| Reading text |
Absence of a socialist, working class alternative

Unfortunately, just the same problems exist now as they did in 2004. These problems lead back to the absence of a left working class alternative in the Ukraine. Petr Simonenko, candidate of the Communist Party calls for “socialism and people’s power”. This sounds a good start, but not only has practice shown that the communist party is incapable of organizing any real opposition to the regime, but Simonenko is not even standing as the candidate of the communist party but the ‘block of left and left centrist forces” in which the left centrist forces are parties controlled by oligarchs. Polls now show him getting less than 4% of the vote, compared to the 15-20% that was possible in the nineties.

The CWI in the Ukraine argues that a genuine working class party needs to be built that can mobilize and unite trade unions, worker and protest activists in a common struggle against the consequences of the restoration of capitalism in the Ukraine and to fight for a genuine socialist alternative.

| Task goal |
Reproduce the portion of the text on Ukraine's left alternative between "Absence of a socialist, working" and "in the nineties.", inclusive.

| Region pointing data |
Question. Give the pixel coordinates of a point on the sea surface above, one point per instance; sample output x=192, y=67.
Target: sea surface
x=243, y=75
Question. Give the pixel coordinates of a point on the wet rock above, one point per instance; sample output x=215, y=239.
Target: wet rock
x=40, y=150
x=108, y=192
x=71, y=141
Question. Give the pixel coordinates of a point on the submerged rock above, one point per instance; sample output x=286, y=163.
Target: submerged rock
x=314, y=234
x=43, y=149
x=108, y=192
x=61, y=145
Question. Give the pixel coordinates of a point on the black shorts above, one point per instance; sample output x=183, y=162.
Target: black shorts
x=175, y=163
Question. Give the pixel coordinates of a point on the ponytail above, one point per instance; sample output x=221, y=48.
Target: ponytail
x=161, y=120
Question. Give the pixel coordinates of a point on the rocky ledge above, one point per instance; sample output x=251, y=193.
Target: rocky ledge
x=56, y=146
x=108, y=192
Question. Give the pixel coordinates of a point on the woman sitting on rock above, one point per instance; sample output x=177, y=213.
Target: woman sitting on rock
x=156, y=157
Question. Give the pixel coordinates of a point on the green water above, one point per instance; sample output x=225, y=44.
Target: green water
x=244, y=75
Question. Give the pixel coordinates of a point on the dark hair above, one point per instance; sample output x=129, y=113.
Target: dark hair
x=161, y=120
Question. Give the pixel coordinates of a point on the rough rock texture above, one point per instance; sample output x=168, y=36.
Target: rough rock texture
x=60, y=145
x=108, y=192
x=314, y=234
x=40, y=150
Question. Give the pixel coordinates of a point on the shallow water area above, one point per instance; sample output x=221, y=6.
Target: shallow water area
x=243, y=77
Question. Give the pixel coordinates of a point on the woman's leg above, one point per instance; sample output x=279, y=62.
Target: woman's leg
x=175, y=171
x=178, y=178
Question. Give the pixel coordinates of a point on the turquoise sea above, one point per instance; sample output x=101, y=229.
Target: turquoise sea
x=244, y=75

| Answer section |
Absence of a socialist, working class alternative

Unfortunately, just the same problems exist now as they did in 2004. These problems lead back to the absence of a left working class alternative in the Ukraine. Petr Simonenko, candidate of the Communist Party calls for “socialism and people’s power”. This sounds a good start, but not only has practice shown that the communist party is incapable of organizing any real opposition to the regime, but Simonenko is not even standing as the candidate of the communist party but the ‘block of left and left centrist forces” in which the left centrist forces are parties controlled by oligarchs. Polls now show him getting less than 4% of the vote, compared to the 15-20% that was possible in the nineties.